# who's got power or not???



## tednugent (Apr 26, 2010)

not. no water also, since I have well water.

probably Friday night, I'll have power. one of the lines that feedsmy street is down


----------



## Opus51569 (Jul 21, 2009)

Hang in there. I hope things get better soon.


----------



## c_h_i_n_a_m_a_n (Mar 3, 2012)

Yup ... Terrible what mother nature can cause ... Take care.


----------



## NJPhil (Jun 24, 2003)

Miraculously I have power, never thought I woul after losing it last year for Irene and the Halloween snow storm for a week+ each time. Lots of trees down, my neighbor lost part of their roof and had a tree fall on the other part. We have a few friends who most likely lost homes at the Jersey shore, but everyone is sfae. All in all though my area was very lucky, nothing like the devestation experienced in other parts of the tri-state area.


----------



## DaveG (Feb 4, 2004)

*Have it*



tednugent said:


> not. no water also, since I have well water.
> 
> probably Friday night, I'll have power. one of the lines that feedsmy street is down


Luckily I have power. I never needed to use the generator I bought in a panic last week. The winds inland were no where near as strong as predicted. I had maybe at worst 40mph sustained winds and a 55mph gust despite being only 50 miles or so from the landfall point. Lots of scary noises but no damage. Seems like New Jersey is now the hurricane hot spot. I may have to move to Florida to escape them


----------



## robdamanii (Feb 13, 2006)

No power up in Clinton Township. 

We do have water and gas though, so there is that. Too bad the heat requires electric.


----------



## tednugent (Apr 26, 2010)

got power at 3 am. I smelled the electric baseboard heaters kicking in for the first time


----------



## Terex (Jan 3, 2005)

Lost power for 14 hours that night north of Princeton. Lost a lot of roof shingles too. Guys are up there now making repairs. They're from Lawrenceville and say power out until probably Saturday there.

Office building where I go for meetings at MetroPark has no power.


----------



## Rip Van Cycle (Jun 11, 2012)

DaveG said:


> Luckily I have power... The winds inland were no where near as strong as predicted.


Pretty much describes my situation, too.

Of course, this is one of the ultimate "self-selecting-samples," since many of the folks who are still without power are going to be occupied with matters other than informing us that they've lost power.

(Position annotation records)
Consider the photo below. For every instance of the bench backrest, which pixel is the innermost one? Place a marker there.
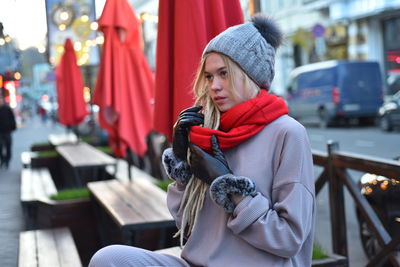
(48, 248)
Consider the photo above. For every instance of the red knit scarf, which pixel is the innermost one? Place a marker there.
(241, 122)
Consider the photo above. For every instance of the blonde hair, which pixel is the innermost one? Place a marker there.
(193, 197)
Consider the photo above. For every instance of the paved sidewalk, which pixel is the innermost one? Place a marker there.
(11, 221)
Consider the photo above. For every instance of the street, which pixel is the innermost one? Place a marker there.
(11, 220)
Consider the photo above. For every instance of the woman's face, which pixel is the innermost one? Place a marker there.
(218, 85)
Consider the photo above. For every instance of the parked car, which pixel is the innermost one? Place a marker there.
(327, 91)
(383, 194)
(389, 113)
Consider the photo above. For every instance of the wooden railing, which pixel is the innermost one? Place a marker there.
(335, 173)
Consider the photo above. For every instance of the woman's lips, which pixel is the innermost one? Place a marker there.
(219, 100)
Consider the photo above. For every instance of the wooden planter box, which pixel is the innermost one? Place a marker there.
(53, 164)
(78, 216)
(333, 260)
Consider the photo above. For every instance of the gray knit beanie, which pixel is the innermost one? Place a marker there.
(252, 46)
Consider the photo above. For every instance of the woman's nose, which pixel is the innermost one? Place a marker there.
(216, 84)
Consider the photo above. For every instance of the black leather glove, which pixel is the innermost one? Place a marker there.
(188, 117)
(207, 167)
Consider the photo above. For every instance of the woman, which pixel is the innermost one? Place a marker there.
(244, 188)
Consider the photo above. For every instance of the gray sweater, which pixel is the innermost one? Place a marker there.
(273, 228)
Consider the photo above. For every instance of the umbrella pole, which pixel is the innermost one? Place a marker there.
(129, 160)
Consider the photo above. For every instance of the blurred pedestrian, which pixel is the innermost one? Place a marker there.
(7, 126)
(244, 189)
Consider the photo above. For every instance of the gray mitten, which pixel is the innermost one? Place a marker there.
(227, 185)
(178, 170)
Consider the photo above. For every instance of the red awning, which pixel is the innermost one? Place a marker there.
(184, 29)
(125, 83)
(71, 104)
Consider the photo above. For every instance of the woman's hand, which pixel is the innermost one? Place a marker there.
(187, 118)
(236, 198)
(207, 167)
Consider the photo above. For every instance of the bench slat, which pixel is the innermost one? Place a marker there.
(27, 255)
(174, 251)
(153, 199)
(26, 185)
(48, 185)
(36, 184)
(132, 203)
(137, 201)
(67, 254)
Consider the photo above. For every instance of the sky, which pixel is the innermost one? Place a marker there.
(25, 21)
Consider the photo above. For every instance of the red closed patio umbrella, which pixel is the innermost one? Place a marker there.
(125, 84)
(71, 104)
(184, 29)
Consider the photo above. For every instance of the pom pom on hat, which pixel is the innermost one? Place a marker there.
(268, 29)
(252, 46)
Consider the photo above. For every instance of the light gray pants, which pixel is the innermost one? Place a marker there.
(124, 256)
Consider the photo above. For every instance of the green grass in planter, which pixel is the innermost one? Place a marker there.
(41, 144)
(87, 138)
(47, 153)
(318, 252)
(164, 184)
(68, 194)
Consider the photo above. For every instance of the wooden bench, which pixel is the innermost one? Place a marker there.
(62, 139)
(133, 207)
(36, 185)
(85, 161)
(48, 248)
(26, 159)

◆ Instructions ◆
#1 Answer from the forum thread:
(a) What sustained wind speed and gust did DaveG report?
(b) For how many hours did Terex lose power?
(c) At what time did tednugent get power back?
#2 Name every username that appears as a post author in the forum thread, listing each one once.
#3 Quote the forum thread. Start at the words "Pretty much describes" and stop after "they've lost power.".
Rely on the forum thread alone when answering.

◆ Answer set ◆
#1
(a) At worst 40mph sustained winds and a 55mph gust.
(b) 14 hours.
(c) 3 am.

#2
tednugent
Opus51569
c_h_i_n_a_m_a_n
NJPhil
DaveG
robdamanii
Terex
Rip Van Cycle

#3
Pretty much describes my situation, too.

Of course, this is one of the ultimate "self-selecting-samples," since many of the folks who are still without power are going to be occupied with matters other than informing us that they've lost power.